[Start Data supplied]

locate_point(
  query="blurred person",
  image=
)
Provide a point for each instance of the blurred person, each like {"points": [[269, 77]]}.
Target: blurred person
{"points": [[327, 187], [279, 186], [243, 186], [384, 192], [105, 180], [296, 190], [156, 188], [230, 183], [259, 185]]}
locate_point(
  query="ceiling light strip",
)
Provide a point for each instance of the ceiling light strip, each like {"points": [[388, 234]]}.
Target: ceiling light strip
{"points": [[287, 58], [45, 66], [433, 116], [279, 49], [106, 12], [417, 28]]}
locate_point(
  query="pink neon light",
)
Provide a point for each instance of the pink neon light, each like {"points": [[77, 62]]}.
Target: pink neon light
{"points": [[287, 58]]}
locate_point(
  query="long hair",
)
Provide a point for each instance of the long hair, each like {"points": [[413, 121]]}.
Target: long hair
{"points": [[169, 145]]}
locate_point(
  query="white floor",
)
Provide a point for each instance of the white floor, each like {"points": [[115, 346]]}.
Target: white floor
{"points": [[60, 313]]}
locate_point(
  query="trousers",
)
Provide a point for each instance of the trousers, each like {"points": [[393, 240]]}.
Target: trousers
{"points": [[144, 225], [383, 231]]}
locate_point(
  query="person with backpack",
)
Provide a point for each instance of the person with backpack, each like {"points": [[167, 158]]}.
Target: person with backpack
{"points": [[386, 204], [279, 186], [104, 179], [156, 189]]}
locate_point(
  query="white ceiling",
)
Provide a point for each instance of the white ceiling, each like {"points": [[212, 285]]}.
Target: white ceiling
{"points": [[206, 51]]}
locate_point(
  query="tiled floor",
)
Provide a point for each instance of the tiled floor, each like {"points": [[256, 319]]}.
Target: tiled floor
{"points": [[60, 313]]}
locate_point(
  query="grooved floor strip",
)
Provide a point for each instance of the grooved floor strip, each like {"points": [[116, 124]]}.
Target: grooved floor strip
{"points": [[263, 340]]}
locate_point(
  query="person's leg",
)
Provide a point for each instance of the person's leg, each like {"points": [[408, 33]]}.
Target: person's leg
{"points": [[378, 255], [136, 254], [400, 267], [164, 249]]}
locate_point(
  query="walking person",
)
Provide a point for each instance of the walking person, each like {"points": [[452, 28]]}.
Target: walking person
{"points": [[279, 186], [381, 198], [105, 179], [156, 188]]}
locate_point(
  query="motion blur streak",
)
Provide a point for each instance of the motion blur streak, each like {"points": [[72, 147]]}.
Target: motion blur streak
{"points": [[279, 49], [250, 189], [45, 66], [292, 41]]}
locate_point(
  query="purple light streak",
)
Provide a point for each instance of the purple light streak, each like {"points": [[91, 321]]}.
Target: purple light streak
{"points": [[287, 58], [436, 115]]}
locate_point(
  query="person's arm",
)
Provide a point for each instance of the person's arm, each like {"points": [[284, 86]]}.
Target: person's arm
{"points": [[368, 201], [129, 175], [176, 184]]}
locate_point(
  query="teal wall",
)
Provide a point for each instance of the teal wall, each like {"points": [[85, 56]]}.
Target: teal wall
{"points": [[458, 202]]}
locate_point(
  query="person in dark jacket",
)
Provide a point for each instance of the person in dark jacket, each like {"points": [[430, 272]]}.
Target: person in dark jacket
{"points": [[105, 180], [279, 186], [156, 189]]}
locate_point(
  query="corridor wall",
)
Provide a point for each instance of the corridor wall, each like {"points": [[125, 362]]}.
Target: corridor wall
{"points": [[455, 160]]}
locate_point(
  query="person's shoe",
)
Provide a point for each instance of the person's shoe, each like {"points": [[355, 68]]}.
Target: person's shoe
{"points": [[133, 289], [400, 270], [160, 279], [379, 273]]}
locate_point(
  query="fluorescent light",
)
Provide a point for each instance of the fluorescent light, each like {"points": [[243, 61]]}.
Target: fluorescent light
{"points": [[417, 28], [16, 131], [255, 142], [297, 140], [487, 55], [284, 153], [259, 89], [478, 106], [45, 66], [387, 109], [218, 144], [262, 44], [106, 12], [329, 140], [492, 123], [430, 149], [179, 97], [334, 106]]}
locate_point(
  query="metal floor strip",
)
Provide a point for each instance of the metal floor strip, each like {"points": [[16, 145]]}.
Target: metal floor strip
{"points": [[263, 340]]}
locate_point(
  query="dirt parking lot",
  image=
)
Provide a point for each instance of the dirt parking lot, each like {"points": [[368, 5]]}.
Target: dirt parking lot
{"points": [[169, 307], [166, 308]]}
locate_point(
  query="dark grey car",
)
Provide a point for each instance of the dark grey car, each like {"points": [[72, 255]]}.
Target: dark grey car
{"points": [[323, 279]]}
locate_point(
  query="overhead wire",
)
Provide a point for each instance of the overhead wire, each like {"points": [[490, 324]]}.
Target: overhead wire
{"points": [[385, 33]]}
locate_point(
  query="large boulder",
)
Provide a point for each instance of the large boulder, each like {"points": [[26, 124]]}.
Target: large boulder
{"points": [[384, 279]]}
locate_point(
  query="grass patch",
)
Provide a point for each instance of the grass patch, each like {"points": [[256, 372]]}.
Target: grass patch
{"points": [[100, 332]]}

[End Data supplied]

* _The task_:
Count how many lines in the entries above contain the string "overhead", treating uppercase and lowercase letters as distinct. Reply with the number only.

* _Response below_:
3